> [Description of the task] Copy nothing but the text: repeat each entry exactly and drop the images.

──────────────────────────────

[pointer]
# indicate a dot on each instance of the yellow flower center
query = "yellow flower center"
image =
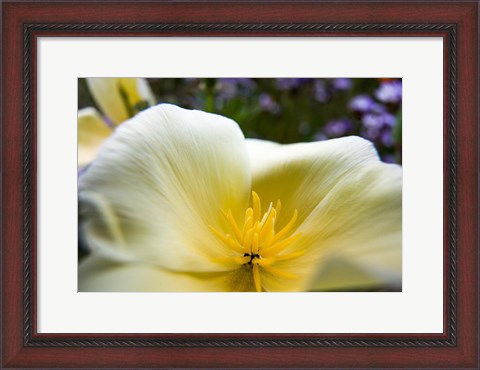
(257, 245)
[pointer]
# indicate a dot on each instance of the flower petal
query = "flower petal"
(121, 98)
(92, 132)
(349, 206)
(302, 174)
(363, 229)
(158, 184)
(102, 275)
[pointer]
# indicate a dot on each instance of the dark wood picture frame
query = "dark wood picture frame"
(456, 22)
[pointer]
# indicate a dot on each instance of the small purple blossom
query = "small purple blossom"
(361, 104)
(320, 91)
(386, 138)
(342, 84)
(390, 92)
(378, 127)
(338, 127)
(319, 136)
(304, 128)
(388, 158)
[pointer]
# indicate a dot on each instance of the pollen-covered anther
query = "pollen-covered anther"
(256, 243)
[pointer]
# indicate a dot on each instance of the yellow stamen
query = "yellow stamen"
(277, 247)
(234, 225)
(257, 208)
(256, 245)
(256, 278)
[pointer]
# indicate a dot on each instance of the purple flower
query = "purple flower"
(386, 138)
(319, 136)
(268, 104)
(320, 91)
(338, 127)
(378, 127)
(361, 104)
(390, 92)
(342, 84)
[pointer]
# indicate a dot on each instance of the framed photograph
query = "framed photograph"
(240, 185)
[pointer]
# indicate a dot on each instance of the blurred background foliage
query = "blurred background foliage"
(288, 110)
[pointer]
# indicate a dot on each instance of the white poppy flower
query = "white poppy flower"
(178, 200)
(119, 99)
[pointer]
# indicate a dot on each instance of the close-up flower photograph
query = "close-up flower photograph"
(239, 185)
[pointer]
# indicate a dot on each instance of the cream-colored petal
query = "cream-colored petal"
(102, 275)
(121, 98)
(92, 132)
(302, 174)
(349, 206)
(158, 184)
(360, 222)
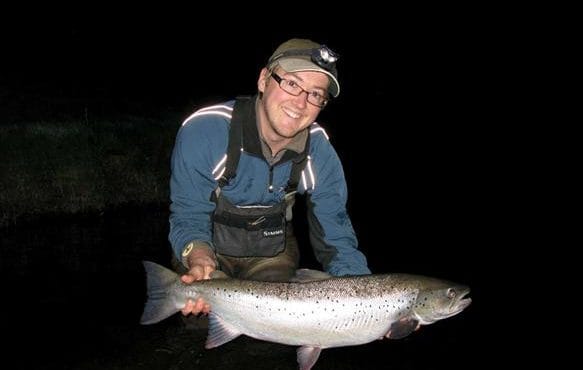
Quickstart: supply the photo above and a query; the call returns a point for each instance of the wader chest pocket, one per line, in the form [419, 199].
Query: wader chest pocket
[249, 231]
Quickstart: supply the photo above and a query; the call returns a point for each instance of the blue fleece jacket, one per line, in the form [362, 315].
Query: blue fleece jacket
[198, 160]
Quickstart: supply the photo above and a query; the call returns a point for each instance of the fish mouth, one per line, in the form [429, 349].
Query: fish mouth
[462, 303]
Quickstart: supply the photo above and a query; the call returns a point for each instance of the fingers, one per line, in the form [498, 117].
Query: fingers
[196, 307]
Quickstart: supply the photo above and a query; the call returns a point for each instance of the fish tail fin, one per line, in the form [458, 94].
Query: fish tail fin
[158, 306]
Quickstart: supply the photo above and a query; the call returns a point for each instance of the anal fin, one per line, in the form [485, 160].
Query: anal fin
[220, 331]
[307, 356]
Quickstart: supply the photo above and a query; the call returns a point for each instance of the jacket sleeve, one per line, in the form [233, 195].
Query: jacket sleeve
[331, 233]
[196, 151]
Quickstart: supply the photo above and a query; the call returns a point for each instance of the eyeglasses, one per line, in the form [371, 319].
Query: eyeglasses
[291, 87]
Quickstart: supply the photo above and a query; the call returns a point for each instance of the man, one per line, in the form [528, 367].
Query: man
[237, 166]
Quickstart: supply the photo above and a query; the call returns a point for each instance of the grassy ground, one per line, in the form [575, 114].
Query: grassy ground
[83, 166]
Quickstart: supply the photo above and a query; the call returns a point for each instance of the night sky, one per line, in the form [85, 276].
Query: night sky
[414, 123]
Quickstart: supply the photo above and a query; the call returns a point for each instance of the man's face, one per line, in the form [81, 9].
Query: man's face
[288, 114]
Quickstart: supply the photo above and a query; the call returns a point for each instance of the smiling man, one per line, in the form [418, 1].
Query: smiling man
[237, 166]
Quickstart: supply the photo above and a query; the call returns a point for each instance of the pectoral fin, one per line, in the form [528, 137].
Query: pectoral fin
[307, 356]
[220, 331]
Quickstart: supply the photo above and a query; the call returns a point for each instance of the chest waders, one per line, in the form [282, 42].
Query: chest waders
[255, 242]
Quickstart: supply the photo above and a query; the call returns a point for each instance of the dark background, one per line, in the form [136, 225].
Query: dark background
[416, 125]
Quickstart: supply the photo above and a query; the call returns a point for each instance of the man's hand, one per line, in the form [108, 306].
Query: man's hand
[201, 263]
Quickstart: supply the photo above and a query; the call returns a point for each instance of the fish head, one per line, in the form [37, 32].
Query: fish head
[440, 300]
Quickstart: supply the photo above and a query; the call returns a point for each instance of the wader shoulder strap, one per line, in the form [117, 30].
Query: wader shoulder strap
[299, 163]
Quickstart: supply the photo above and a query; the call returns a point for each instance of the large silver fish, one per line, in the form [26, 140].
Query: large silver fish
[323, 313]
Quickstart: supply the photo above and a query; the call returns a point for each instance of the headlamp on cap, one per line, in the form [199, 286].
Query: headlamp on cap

──────────────────────────────

> [Task answer]
[pointer]
# indicate a dot on each instance of the yellow flower center
query = "yellow flower center"
image =
(257, 245)
[pointer]
# indicate a dot on each instance of the flower petal
query = "flower petal"
(121, 98)
(92, 132)
(349, 206)
(302, 174)
(363, 229)
(158, 184)
(102, 275)
[pointer]
# indicate a dot on each instance of the dark wood picture frame
query = "dark wood picture frame"
(456, 22)
[pointer]
# indicate a dot on each instance of the small purple blossom
query = "small purple blossom"
(361, 104)
(320, 91)
(386, 138)
(342, 84)
(390, 92)
(378, 127)
(338, 127)
(319, 136)
(304, 128)
(388, 158)
[pointer]
# indicate a dot on each instance of the pollen-covered anther
query = "pollen-covered anther"
(256, 243)
[pointer]
# indicate a dot on each instance of the yellow stamen
query = "yellow stamen"
(277, 247)
(234, 225)
(257, 208)
(256, 245)
(256, 278)
[pointer]
# indicate a dot on each instance of the purple flower
query = "purple flower"
(386, 138)
(319, 136)
(268, 104)
(320, 91)
(338, 127)
(378, 127)
(361, 104)
(390, 92)
(342, 84)
[pointer]
# indicate a dot on each instance of the framed photograph
query = "framed photograph"
(240, 185)
[pointer]
# indicate a dot on each instance of the blurred background foliage
query = "blurred background foliage"
(288, 110)
[pointer]
# indicate a dot on each instance of the white poppy flower
query = "white poppy flower"
(178, 200)
(119, 99)
[pointer]
# indicate a dot on each instance of the close-up flower photograph
query = "close-up flower photograph"
(239, 185)
[pointer]
# indicate a dot on each instance of the cream-colored petal
query = "cream-colored petal"
(102, 275)
(121, 98)
(92, 132)
(302, 174)
(349, 206)
(158, 184)
(360, 222)
Quickstart: supply the photo above and a query; the call returns a point for each instance of the wader chest pocket, one per line, in the form [419, 199].
Query: wader chest pocket
[249, 231]
Quickstart: supply the photo above and a query; the call returns a point for each instance of the blue fleece jacket, one per line, in the form [362, 315].
Query: blue fleece jacket
[198, 160]
Quickstart: supply the photo above and a query; the call returns a point for each instance of the fish mouth, one per line, in the form [429, 349].
Query: fish mouth
[462, 303]
Quickstart: supply the photo above and a query; the call returns a point for each instance of the fingers, one per line, in the form [498, 117].
Query: fingers
[196, 307]
Quickstart: supply the photo above and a query; the call returns a point for each instance of the fish tail fin, one per line, in the form [458, 94].
Query: fish tail fin
[158, 306]
Quickstart: supply the photo above and a query; the call returns a point for each instance of the anal fin, one per line, in the form [485, 160].
Query: anal fin
[220, 331]
[307, 356]
Quickstart: supply the photo above and a query; the call returns a point for each instance of the jacket sleeve, one per line, in the form [233, 195].
Query: jacket sleeve
[331, 233]
[196, 151]
Quickstart: supply the photo above and a query; the call returns a point for each instance of the eyeglasses, one per line, in the form [371, 319].
Query: eyeglasses
[291, 87]
Quickstart: supply the photo above and a query; the call returns a point for each instance of the man, one per line, in the form [528, 367].
Query: man
[237, 166]
Quickstart: supply the photo above and a query; the call returns a point for each instance of the grassy ground, one per line, in the form [575, 114].
Query: grassy ground
[83, 166]
Quickstart: supply the photo above and a query; the call returns a point for each instance of the night sky, one per line, in the form [85, 276].
Query: night sky
[414, 123]
Quickstart: supply the photo above and a query; the call returns a point for each instance of the man's face, one per line, in the form [81, 9].
Query: man's face
[288, 114]
Quickstart: supply the photo above and a query; the call returns a point for each instance of the smiling man, one per line, in the form [418, 1].
Query: smiling man
[237, 166]
Quickstart: supply the photo above and a query; the call returns a point for each instance of the pectoral fin, one per line, in the form [528, 137].
Query: pectoral fin
[307, 356]
[220, 331]
Quickstart: supply the photo above and a query; the call returns a point for each instance of the chest waders, one per line, in the form [282, 42].
Query: chest waders
[255, 242]
Quickstart: supply the photo above and a query; the call returns a point for each instance of the dark background, one per line, in the form [136, 225].
Query: dark background
[416, 125]
Quickstart: supply the photo above and a query; the call returns a point for each instance of the man's hand, one per line, in the form [108, 306].
Query: man's hand
[201, 263]
Quickstart: supply the photo above and a query; the call returns a point for each instance of the fish head, one per line, in the form [37, 32].
Query: fish head
[440, 300]
Quickstart: supply the photo above and a query; the call returns a point for each instance of the wader shoulder strap, one per line, in the form [117, 30].
Query: wader shoulder strap
[299, 163]
Quickstart: supply the photo above and a query; the call returns a point for each instance of the large silver fish, one per line, in the form [26, 140].
Query: large silver fish
[323, 313]
Quickstart: supply the photo above and a query; the call returns a point for each instance of the headlamp on cap, one per line, in the form [199, 286].
Query: headlamp on cap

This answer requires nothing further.